» Metin bloğu
<<<<
KEDİ BUYSA CİĞER NEREDE?
Çok şükür ilçemiz ‘de ne kadar sinirler hat saffa da seçime girmiş olsak ta, kazasız, belasız bir seçim geçirdik. Kocaeli'nin diğer ilçelerine kıyasla en sakin ve vukuatsiz seçim süreci ilçemizde yaşandı.
Çok şükür ki pırıl, pırıl bir seçim ile dünü bitirdik.
Bizler Karamürsel.Tv Ailesi olarak bu sonucu sizlere seçime daha bir ay varken vermiştik. Ekibimiz ve üniversite öğrencileri ile yeni uyguladığımız “ANKET” formülü acayip başarılı oldu. Bizim tahminimiz olan % 51.80 üzerine biraz daha ekleyen Ak Parti ilçe teşkilatı, öyle iddia ettiği gibi %65 ve üzeri bir sayı yakalayamadı. Ben çevremde bulunan Ak Partili büyüklerime zaten neden yakalayamayacaklarını çok anlaşılır bir dil ile anlatmıştım. Sanırım onlar yine de yanlarında bulunan arkadaşlarına benim dediklerimi yakıştıramamış olacaklar ki, seçim bitene kadar hala ümitleri vardı.
>>>>
» Kısa görev A
Seçim yazısında "Çok şükür ilçemiz" sözlerinden başlayıp "ile dünü bitirdik." sözlerine kadar uzanan bölümü hiç değiştirmeden yinele.
Satırların metinle hiçbir ilgisi yoktur.

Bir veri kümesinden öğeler
<<<<
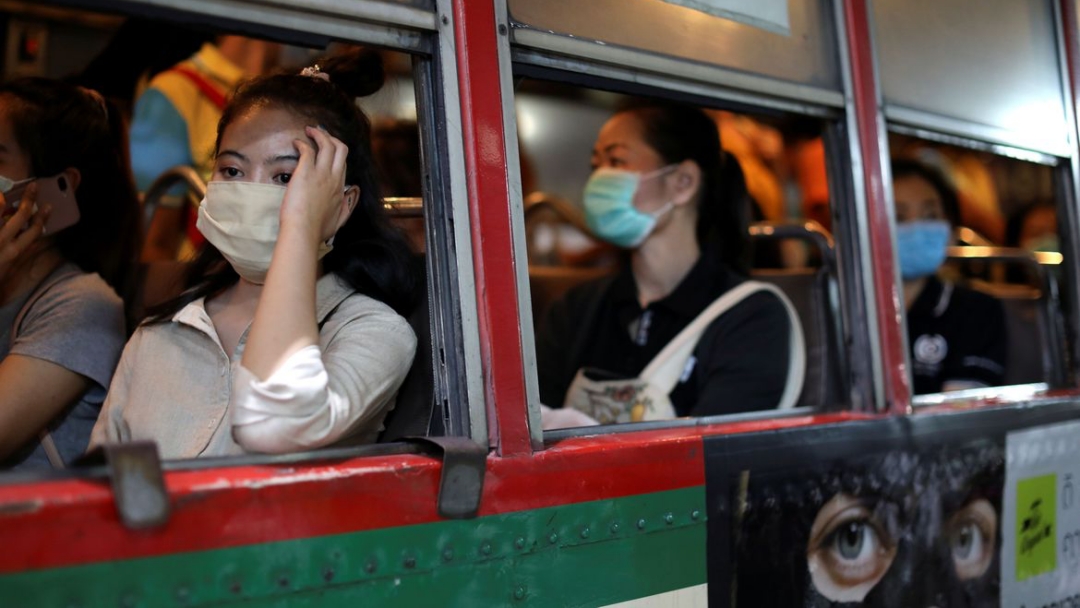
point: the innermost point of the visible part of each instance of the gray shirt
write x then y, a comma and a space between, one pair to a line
78, 323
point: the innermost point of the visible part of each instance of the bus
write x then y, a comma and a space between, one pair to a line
865, 492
>>>>
» Kısa görev B
Satırlarda "instance of the bus" geçen satırdan satırların sonuna kadar olan kısmı, "innermost" yerine "central" koyup geri kalan her şeyi aynı bırakarak değiştir ve yalnızca bu kısmı ver.

» Yanıt A
Çok şükür ilçemiz ‘de ne kadar sinirler hat saffa da seçime girmiş olsak ta, kazasız, belasız bir seçim geçirdik. Kocaeli'nin diğer ilçelerine kıyasla en sakin ve vukuatsiz seçim süreci ilçemizde yaşandı.
Çok şükür ki pırıl, pırıl bir seçim ile dünü bitirdik.

» Yanıt B
point: the central point of the visible part of each instance of the bus
write x then y, a comma and a space between, one pair to a line
865, 492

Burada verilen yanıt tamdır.